__DIRECTIONS__. All lines in the data below carrying the string "black" are to be located and copied.
*** DATASET EXTRACT Section Begins ***
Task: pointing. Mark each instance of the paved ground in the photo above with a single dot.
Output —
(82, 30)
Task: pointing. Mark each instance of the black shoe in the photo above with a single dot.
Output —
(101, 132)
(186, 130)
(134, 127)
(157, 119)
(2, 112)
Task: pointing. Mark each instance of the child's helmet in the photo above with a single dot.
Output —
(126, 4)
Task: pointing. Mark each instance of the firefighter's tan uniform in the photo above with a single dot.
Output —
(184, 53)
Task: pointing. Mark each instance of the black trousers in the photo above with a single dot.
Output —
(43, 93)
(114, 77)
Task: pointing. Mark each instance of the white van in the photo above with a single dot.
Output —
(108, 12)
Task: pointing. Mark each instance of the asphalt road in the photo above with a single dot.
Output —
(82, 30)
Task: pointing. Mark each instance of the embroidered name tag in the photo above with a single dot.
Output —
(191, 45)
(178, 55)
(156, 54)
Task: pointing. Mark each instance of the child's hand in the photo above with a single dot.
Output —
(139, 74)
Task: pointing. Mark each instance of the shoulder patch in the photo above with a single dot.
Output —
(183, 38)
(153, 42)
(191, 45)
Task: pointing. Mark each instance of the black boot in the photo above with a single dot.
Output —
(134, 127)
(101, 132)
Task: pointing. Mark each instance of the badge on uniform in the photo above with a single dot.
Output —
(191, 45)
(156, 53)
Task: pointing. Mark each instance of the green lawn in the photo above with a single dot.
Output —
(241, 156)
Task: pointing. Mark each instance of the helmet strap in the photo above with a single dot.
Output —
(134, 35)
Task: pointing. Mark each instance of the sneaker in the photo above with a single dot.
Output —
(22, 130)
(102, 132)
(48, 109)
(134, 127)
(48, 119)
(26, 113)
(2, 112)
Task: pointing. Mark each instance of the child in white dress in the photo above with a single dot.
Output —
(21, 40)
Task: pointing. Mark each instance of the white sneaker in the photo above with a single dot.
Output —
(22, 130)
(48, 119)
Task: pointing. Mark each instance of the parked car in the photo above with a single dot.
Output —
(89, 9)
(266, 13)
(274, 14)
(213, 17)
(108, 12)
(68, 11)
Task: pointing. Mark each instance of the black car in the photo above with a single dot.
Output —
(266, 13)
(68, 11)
*** DATASET EXTRACT Section Ends ***
*** DATASET EXTRACT Section Begins ***
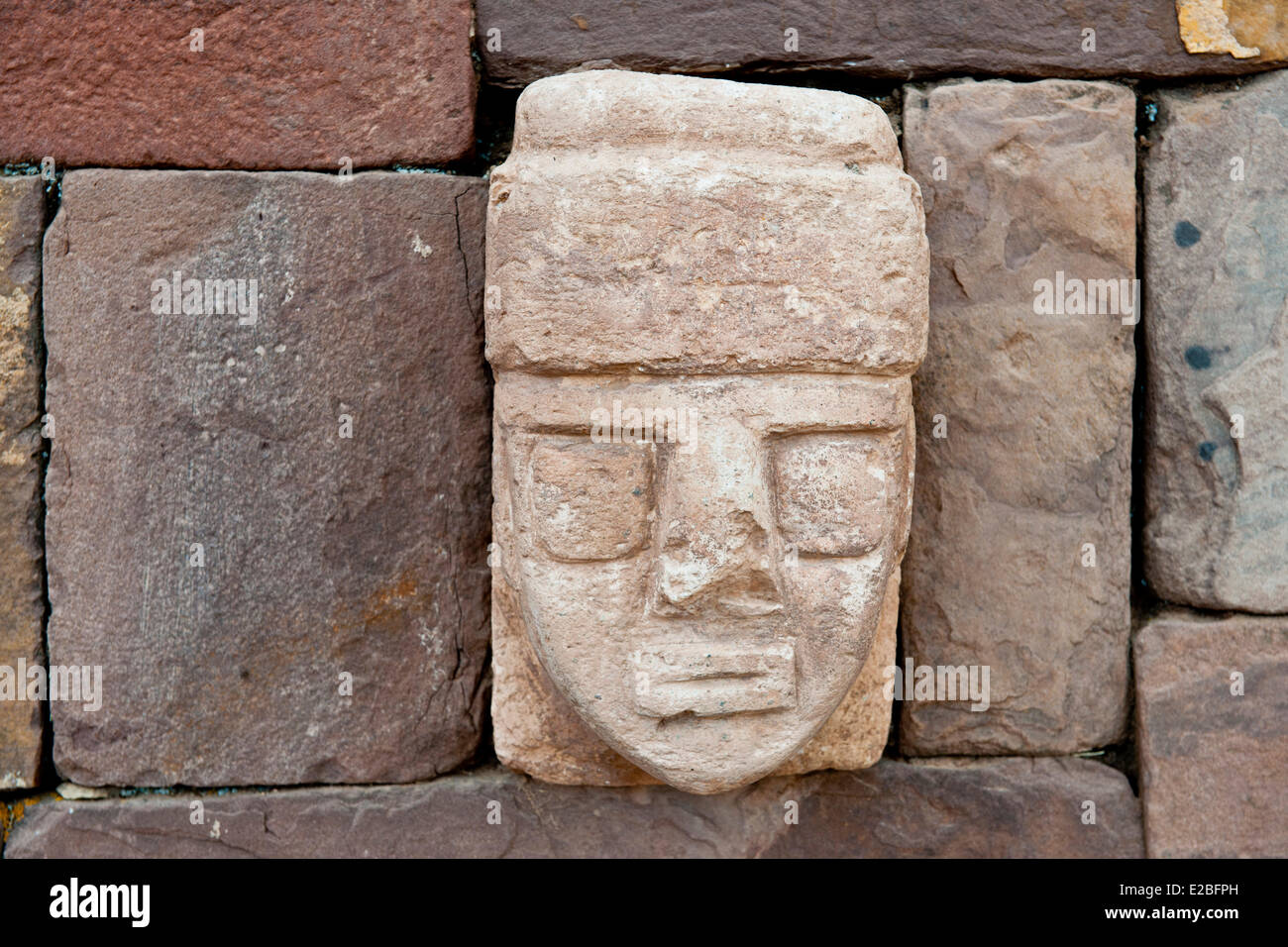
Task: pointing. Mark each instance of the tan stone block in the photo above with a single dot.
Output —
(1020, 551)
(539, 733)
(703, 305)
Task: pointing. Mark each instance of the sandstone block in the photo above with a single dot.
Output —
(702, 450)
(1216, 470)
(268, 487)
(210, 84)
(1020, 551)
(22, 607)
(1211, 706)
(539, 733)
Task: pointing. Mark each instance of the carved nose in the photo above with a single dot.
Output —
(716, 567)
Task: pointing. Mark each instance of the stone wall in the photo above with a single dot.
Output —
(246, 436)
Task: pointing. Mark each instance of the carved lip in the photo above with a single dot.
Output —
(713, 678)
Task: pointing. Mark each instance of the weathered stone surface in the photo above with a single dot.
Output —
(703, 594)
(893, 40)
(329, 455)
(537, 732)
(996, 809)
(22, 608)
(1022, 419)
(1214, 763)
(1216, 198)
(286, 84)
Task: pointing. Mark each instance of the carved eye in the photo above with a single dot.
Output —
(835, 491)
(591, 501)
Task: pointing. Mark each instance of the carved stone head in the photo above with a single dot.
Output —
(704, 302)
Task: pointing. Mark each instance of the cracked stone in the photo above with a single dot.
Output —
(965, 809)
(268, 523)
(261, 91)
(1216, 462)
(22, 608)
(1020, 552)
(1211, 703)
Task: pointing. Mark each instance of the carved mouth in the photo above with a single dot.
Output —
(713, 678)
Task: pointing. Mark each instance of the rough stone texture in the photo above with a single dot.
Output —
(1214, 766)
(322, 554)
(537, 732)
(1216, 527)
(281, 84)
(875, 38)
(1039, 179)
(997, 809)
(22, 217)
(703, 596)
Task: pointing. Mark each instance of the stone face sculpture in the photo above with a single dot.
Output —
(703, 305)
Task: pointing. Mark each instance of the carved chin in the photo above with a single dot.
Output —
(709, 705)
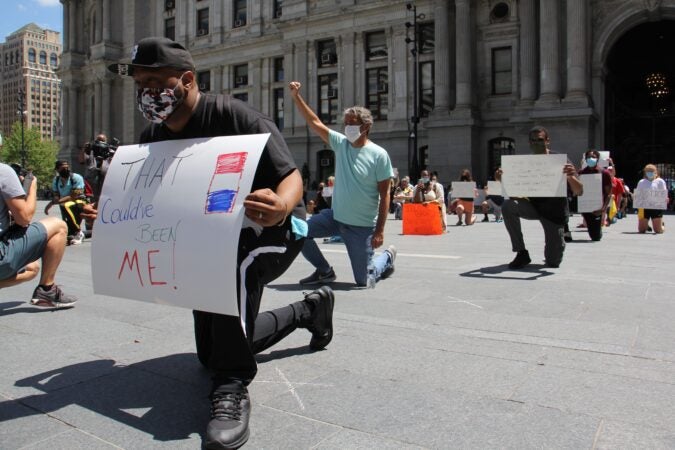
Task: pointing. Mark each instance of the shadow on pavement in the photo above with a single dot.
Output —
*** DATASET EXTRACT Section Ends ***
__EXERCISE SOLUTION__.
Task: pointing. Mark each instance of the black shoe in the photo above with a single dot.
Task: pointing. Mark each instance of the black trousers in the photo above with a single dot.
Task: pointing. Mark each instance of the black boot in the photo above with a single dot.
Task: pointing. Mark each instance of the black car in the photo above with a single dot.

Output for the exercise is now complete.